-------- THE DATA

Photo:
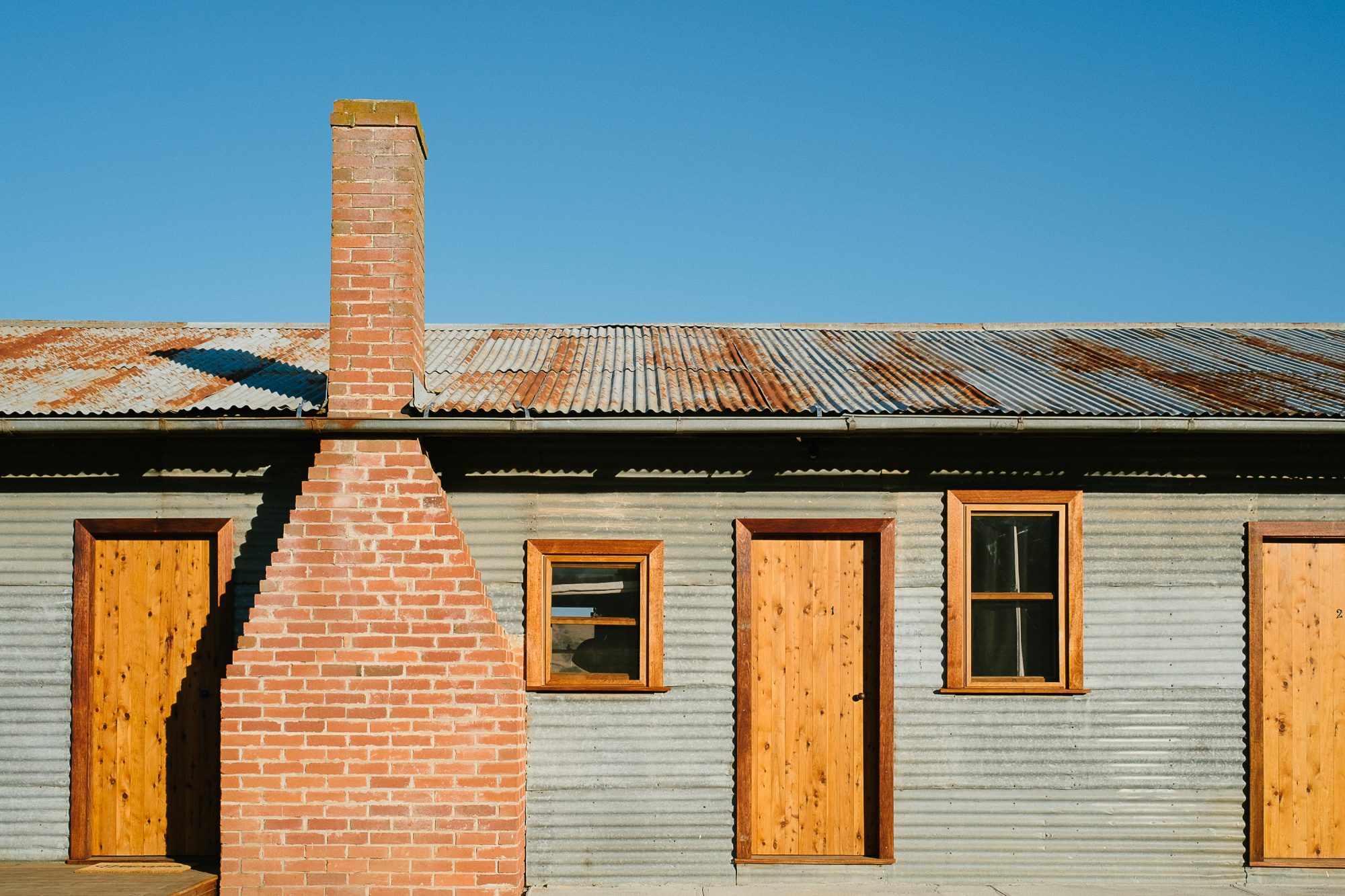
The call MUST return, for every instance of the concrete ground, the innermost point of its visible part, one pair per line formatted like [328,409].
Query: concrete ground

----------------
-------- THE DATA

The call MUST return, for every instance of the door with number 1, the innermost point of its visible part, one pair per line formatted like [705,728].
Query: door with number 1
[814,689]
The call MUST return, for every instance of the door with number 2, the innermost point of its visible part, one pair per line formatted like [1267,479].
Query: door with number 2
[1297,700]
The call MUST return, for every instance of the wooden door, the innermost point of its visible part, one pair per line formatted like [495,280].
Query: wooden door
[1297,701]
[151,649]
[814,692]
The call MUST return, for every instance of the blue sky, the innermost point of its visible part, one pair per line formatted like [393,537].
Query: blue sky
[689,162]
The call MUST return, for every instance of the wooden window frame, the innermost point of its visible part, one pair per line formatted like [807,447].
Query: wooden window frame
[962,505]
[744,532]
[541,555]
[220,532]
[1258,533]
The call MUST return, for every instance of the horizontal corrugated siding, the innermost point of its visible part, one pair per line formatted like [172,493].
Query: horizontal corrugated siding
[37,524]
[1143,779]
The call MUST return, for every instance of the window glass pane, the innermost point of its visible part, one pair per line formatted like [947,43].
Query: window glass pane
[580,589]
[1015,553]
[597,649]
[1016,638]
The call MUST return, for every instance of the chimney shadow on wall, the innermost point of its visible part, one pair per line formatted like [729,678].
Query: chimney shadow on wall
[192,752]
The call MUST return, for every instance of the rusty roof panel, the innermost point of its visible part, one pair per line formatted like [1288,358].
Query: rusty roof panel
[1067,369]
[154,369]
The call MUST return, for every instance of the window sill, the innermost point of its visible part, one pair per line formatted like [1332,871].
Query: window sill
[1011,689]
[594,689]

----------------
-------- THE DATA

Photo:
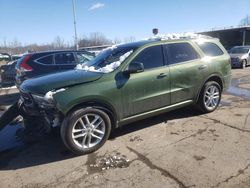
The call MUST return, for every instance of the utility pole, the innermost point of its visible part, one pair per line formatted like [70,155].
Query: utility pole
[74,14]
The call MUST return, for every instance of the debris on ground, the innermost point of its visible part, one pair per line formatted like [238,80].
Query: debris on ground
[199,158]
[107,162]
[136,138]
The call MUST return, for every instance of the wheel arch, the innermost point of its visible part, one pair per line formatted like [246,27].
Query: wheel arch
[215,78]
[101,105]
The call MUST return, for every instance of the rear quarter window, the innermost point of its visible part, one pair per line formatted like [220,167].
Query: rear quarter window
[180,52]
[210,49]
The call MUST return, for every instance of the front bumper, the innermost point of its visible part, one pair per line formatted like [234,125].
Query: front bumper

----------------

**REQUIREMENT:** Write out exactly the lines above between the line with "The call MUST return, for every instance of the rear" and the line with "Query: front bumper", inclusive, and nothing beyond them.

**ANSWER BOX:**
The call MUST return, for every instance of the rear quarter window, the innermost point of its visible part, one pair per line formatted like [220,167].
Query: rear quarter window
[180,52]
[210,49]
The call MUST return, for every instance of the front bumper, the innermost point of its visible part, one pair per line formatted like [234,125].
Query: front bumper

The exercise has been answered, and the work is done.